Provided text>
########################################

India, a big buyer of Chinese solar panels and electric vehicle batteries, is using a raft of government incentives to make more green gear at home. It is driven not just by the need to satisfy the galloping energy demands of its 1.4 billion people, but also to cash in on other countries that want to China-proof their energy supply chains, not least the United States.

India remains a tiny and tardy entrant. Last year it produced around 80 gigawatts of solar modules, while China produced more than 10 times that. India is still tied to coal, the dirtiest fossil fuel: Coal is its largest source of electricity, and India plans to mine for more of it.

But India is aggressively trying to take advantage of a global energy transition and a backlash against Chinese dominance of new energy technologies.

Hoping to spur a clean energy manufacturing boom, the government is offering lucrative subsidies for locally produced solar cells and batteries, and it is restricting foreign products in its biggest renewable-energy projects. To cash in on government contracts to install rooftop solar for 27 million households by the end of this decade, for instance, companies must make the panels at home.

########################################

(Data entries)
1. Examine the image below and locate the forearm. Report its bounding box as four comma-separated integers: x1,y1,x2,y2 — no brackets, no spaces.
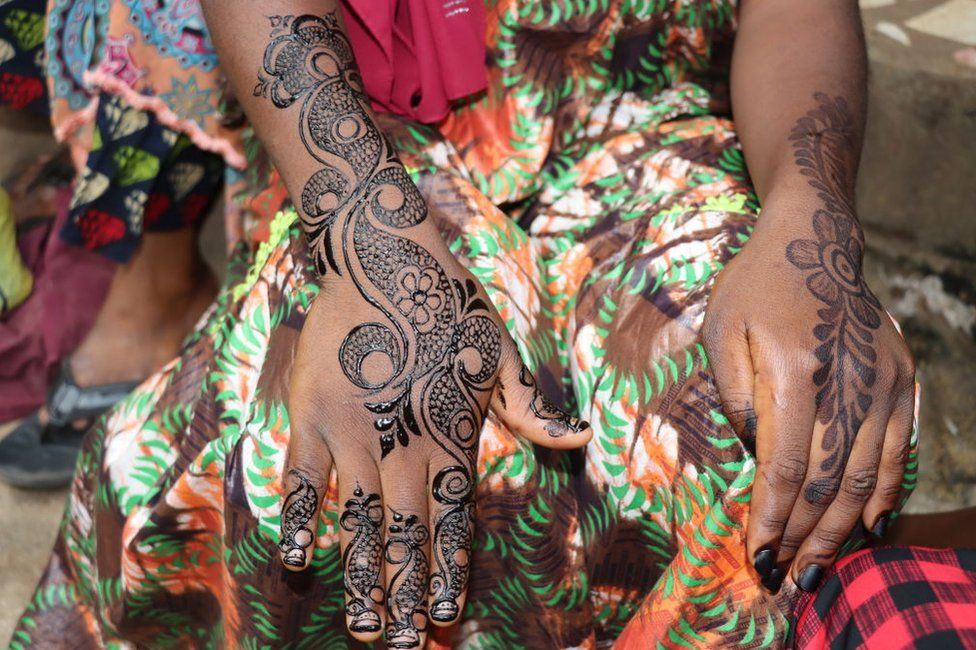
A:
732,0,866,218
201,0,430,275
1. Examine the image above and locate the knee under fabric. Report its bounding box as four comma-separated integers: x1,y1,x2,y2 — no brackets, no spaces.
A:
0,188,34,314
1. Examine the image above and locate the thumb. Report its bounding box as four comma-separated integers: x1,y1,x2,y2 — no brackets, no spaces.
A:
278,404,332,571
702,317,756,455
491,333,593,449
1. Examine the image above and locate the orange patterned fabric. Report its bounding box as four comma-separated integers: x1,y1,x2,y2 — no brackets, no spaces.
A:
15,0,915,650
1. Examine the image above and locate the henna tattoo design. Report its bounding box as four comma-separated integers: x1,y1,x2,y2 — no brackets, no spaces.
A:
384,510,430,648
519,365,590,438
254,14,504,621
278,470,318,567
339,485,385,633
786,93,881,503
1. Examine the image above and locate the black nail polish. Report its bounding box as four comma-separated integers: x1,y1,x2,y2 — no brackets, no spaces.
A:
762,567,786,594
871,512,891,537
752,546,776,580
796,564,823,592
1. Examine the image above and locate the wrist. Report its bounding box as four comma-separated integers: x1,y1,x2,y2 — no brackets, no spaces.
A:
756,176,861,234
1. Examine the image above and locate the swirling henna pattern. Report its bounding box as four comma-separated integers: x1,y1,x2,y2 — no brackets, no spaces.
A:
339,485,385,632
786,93,881,503
255,14,501,620
384,510,430,648
278,470,318,567
519,366,590,438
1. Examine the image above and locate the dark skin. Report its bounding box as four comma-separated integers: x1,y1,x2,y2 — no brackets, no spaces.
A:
201,0,591,648
202,0,914,647
703,0,915,591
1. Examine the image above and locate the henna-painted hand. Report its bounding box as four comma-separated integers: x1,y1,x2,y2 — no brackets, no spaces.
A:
280,248,590,647
703,95,915,592
255,15,590,648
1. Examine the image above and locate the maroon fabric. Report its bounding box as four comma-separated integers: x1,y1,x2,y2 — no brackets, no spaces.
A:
341,0,488,124
795,547,976,650
0,188,115,422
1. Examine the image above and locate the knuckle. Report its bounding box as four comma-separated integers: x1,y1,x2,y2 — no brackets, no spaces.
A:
811,526,849,550
764,458,807,489
881,435,911,466
842,469,878,502
898,347,916,384
877,481,901,503
779,531,807,560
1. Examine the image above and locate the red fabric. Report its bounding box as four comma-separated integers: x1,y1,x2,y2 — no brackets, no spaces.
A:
342,0,488,124
795,547,976,650
0,189,115,422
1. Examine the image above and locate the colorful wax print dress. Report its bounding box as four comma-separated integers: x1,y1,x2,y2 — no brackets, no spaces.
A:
14,0,915,650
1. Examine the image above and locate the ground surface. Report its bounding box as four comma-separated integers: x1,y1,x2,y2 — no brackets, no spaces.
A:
0,0,976,639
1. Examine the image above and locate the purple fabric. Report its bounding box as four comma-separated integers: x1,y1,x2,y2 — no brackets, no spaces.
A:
0,188,115,422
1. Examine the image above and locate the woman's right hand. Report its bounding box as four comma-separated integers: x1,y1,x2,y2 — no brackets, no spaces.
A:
280,220,590,648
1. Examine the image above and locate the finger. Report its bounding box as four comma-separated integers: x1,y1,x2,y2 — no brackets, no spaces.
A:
380,457,430,648
339,462,386,642
278,420,332,571
491,333,593,449
746,374,816,593
791,408,891,592
429,454,475,625
702,316,756,440
863,379,915,538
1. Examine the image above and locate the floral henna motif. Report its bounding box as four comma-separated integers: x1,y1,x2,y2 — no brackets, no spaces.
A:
339,485,384,632
278,470,318,567
519,366,590,438
255,15,500,628
384,510,430,648
786,93,881,503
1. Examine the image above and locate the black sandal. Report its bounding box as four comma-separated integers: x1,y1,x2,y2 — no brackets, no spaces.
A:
0,360,139,490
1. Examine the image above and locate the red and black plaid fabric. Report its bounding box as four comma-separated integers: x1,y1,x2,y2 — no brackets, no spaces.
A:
794,547,976,650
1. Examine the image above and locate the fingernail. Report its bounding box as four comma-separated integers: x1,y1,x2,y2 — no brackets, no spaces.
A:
762,567,786,594
871,512,891,537
752,546,776,580
796,564,823,592
430,600,458,623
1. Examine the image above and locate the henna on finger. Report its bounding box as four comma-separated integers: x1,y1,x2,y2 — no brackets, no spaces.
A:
339,485,385,634
255,14,504,632
786,93,881,506
430,466,474,623
519,364,590,438
278,469,318,567
384,509,430,648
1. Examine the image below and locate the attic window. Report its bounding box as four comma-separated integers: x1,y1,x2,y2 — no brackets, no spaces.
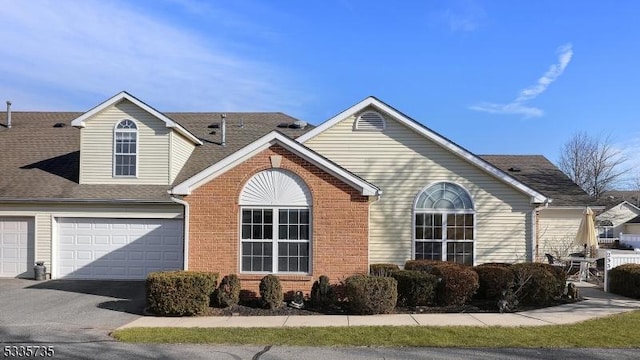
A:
355,111,386,131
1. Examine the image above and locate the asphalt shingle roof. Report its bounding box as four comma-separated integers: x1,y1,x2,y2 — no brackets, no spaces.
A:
479,155,592,206
0,111,311,202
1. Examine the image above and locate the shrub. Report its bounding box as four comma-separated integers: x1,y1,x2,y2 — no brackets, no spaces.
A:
404,259,444,272
145,271,218,316
311,275,337,309
431,263,480,306
473,265,514,300
212,274,240,307
260,274,284,309
344,275,398,315
510,263,564,306
391,270,438,306
369,264,400,276
607,264,640,299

########################################

About this exercise> Please extend the passage on India's push to build solar panels and batteries at home, picking up after its final sentence.

Response for this exercise>
For New Delhi, there are social, economic and geopolitical imperatives. China is its most formidable rival — the two countries have in the past gone to war over border disputes — so India’s quest to build solar, wind and electric vehicle factories is partly designed to secure its energy supply chain. At the same time India wants to create good-paying manufacturing jobs.

Still, India confronts a dilemma facing many other countries: Either buy renewable energy technologies as cheaply as possible from China, or spend more to make the goods at home.

“Strategically, to ensure we have energy independence, we need to have manufacturing capacity,” said Sudeep Jain, additional secretary in India’s Ministry of New and Renewable Energy. “Currently, yes, there is a cost arbitrage.”